Copy verbatim the material from its first line to the line that holds "rough mask: <svg", including that line.

Start of Dataset records

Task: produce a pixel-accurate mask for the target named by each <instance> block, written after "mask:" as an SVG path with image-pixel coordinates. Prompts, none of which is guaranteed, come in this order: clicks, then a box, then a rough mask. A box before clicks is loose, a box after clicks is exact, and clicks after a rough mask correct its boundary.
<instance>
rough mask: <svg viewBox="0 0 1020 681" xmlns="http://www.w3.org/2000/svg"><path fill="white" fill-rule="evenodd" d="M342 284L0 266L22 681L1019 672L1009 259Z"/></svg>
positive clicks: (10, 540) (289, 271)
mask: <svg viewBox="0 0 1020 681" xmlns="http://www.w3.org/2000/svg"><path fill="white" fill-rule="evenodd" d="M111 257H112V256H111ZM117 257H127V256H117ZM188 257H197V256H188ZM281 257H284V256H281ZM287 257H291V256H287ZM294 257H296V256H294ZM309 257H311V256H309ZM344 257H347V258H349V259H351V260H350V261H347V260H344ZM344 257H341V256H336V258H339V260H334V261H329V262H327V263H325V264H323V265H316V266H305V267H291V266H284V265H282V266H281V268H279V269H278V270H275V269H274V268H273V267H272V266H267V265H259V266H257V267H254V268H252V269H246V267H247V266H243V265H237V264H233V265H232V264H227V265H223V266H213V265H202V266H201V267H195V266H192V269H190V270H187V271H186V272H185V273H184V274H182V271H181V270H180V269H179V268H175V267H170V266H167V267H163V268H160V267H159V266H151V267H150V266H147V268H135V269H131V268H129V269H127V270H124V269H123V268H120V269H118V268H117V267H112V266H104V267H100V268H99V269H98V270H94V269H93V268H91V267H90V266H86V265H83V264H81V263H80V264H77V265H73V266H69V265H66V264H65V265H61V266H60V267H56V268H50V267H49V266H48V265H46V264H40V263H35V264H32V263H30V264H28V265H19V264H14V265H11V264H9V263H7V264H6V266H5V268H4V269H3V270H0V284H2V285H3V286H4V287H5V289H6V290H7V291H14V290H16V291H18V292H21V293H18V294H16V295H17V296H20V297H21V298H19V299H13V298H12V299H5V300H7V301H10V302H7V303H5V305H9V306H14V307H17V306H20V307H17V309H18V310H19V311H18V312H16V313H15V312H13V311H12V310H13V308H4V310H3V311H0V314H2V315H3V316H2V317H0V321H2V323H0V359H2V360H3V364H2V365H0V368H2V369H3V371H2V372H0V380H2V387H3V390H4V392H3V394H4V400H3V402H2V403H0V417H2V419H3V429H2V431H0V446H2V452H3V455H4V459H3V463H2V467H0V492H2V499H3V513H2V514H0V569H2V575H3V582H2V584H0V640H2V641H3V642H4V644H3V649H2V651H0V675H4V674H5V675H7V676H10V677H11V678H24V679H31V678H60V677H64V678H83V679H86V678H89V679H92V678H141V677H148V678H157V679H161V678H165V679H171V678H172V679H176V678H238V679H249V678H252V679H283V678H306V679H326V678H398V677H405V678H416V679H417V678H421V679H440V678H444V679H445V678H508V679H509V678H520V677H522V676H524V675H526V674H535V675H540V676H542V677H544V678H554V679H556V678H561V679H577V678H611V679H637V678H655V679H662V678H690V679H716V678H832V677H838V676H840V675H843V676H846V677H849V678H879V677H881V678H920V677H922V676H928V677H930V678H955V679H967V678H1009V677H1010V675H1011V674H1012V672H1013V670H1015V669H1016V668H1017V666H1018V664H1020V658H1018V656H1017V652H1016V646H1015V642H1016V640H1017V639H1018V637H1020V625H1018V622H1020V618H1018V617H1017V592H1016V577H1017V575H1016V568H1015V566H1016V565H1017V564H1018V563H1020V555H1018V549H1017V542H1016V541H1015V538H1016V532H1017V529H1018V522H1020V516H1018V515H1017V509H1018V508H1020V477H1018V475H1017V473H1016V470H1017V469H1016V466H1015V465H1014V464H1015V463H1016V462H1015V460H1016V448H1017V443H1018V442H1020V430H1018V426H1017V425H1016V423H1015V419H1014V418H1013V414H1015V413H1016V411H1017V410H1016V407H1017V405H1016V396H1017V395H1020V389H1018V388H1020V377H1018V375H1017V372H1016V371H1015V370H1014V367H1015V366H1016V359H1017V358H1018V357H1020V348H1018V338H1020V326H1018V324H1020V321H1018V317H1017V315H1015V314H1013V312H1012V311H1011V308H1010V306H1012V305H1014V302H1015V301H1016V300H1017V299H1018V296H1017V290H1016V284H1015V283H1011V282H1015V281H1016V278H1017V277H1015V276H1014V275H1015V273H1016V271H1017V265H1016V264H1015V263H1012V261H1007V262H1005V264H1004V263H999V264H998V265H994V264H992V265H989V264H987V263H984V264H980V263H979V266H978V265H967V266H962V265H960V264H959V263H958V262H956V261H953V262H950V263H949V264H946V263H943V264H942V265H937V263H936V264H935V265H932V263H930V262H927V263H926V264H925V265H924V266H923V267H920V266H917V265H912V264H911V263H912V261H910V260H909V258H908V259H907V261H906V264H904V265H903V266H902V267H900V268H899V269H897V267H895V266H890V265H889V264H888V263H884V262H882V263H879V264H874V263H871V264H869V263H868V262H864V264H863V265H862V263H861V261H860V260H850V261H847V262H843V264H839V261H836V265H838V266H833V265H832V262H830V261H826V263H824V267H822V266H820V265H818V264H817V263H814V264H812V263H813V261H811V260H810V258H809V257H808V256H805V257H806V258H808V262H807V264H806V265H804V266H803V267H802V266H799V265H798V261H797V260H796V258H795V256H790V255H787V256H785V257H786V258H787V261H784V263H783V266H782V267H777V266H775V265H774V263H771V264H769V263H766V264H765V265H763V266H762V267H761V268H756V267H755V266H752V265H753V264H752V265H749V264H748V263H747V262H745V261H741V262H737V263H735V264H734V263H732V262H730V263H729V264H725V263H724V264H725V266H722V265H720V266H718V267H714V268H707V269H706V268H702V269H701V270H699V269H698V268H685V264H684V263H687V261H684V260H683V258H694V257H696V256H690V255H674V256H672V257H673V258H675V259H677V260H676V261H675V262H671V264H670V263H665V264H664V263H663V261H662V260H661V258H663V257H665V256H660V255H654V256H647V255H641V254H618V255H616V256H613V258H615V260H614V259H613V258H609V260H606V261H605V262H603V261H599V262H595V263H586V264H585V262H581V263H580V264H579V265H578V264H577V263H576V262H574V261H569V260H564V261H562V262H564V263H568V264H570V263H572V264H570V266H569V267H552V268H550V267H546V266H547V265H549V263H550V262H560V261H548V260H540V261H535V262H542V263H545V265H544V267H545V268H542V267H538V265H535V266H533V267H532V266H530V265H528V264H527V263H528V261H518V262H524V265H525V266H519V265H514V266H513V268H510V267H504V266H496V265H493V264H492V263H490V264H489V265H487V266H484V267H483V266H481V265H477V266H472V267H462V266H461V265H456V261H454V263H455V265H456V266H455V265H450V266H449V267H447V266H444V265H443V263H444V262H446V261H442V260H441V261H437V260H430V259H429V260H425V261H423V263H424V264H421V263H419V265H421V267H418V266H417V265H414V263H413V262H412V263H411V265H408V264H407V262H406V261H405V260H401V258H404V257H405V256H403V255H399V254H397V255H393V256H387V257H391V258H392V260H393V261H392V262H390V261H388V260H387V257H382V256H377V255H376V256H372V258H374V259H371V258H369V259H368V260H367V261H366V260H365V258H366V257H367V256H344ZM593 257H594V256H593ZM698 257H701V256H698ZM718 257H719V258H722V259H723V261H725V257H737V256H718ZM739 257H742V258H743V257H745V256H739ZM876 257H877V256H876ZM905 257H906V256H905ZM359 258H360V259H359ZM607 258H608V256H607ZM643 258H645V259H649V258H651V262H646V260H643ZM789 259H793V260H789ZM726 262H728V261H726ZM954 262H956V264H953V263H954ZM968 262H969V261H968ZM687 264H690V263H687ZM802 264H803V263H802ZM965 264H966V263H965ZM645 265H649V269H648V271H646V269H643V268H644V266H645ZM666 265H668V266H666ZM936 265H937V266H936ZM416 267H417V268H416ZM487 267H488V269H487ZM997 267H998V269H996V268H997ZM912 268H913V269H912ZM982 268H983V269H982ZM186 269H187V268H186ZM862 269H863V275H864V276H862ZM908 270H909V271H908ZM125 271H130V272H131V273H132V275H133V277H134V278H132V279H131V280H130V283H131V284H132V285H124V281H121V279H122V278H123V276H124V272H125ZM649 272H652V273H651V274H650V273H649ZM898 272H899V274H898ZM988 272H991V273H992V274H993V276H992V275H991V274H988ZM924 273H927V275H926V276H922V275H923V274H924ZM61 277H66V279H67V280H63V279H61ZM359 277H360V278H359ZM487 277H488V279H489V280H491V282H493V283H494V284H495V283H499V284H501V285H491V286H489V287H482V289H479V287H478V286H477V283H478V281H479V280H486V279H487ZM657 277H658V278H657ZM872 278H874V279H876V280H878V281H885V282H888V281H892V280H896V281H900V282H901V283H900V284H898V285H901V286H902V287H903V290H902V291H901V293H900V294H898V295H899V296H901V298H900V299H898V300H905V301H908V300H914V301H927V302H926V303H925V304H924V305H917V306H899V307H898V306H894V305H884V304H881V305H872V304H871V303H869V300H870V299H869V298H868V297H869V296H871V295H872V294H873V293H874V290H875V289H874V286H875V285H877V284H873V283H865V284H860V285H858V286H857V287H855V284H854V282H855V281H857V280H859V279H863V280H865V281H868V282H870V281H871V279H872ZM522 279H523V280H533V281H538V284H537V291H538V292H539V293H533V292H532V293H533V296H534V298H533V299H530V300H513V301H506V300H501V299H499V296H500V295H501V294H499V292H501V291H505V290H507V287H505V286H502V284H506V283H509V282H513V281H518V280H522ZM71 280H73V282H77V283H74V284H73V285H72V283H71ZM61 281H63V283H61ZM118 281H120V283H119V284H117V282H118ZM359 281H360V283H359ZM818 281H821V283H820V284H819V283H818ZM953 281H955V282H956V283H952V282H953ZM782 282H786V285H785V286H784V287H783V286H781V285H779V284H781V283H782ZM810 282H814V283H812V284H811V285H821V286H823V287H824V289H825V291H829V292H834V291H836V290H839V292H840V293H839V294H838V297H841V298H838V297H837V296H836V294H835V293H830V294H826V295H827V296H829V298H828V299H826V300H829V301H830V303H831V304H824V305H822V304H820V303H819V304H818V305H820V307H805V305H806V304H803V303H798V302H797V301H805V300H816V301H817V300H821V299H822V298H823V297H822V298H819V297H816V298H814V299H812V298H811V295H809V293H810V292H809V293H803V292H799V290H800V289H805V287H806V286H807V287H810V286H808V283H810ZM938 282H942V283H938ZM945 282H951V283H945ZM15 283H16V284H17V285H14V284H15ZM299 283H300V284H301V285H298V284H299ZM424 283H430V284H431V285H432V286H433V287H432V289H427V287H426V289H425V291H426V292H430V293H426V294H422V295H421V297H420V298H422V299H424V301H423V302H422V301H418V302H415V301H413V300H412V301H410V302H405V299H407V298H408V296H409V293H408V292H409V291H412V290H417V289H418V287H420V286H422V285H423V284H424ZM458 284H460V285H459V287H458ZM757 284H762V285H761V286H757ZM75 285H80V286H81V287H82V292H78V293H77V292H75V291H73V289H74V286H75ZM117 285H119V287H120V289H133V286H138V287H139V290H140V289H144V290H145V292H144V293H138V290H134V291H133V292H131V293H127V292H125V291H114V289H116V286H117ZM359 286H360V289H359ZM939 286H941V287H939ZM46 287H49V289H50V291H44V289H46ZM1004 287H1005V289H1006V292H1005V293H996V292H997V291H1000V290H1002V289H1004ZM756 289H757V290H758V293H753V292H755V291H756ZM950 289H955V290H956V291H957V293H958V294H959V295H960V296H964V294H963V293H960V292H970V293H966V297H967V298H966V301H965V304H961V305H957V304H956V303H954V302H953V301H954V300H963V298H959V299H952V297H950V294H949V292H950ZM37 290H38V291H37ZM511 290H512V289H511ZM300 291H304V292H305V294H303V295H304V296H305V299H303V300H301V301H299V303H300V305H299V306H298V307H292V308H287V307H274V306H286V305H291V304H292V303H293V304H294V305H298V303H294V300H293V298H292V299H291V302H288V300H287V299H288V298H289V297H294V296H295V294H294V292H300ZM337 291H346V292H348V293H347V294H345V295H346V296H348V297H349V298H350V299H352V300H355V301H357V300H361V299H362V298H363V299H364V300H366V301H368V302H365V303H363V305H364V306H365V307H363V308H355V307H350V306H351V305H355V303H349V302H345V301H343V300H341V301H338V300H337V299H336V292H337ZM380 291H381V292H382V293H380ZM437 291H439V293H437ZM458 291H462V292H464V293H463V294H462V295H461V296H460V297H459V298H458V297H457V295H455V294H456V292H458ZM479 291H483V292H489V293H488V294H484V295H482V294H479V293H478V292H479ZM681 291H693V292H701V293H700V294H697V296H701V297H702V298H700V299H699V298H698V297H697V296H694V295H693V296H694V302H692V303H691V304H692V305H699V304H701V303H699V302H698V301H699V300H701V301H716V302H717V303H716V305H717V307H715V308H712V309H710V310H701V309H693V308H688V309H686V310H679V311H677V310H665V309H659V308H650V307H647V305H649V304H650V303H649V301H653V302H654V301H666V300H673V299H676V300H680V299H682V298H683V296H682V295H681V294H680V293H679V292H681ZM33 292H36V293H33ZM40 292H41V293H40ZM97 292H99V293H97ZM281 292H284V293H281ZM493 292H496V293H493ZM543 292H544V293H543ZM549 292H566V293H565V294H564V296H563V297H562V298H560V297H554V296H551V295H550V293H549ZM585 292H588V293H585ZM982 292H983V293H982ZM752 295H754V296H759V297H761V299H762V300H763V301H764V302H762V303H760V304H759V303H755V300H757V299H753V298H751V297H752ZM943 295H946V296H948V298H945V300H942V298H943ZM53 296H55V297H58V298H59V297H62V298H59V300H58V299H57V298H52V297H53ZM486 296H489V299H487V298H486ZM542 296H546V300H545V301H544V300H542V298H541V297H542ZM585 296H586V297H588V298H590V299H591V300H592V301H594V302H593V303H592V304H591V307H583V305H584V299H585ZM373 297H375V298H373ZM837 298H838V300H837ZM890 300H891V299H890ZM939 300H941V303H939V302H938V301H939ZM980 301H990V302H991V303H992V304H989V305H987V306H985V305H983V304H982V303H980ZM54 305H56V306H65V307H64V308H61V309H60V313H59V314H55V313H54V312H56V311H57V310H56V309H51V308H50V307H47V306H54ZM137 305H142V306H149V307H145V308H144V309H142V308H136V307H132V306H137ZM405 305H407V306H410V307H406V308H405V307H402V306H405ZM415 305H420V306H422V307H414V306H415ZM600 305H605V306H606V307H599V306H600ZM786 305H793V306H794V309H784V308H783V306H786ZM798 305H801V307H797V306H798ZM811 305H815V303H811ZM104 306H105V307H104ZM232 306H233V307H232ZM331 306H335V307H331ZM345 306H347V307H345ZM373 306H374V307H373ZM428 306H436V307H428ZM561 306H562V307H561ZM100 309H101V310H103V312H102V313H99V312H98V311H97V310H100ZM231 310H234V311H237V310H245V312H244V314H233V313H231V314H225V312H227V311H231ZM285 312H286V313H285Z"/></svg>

End of Dataset records

Exercise solution:
Task: produce a pixel-accurate mask for the target named by each <instance> block, written after "mask:" as an SVG path with image-pixel coordinates. Prompts, none of which is guaranteed, come in this order: clicks, then a box, then a rough mask. A box before clicks is loose, a box after clicks is exact, and clicks after a rough mask correct its boundary.
<instance>
rough mask: <svg viewBox="0 0 1020 681" xmlns="http://www.w3.org/2000/svg"><path fill="white" fill-rule="evenodd" d="M342 284L0 266L22 681L1019 672L1009 259Z"/></svg>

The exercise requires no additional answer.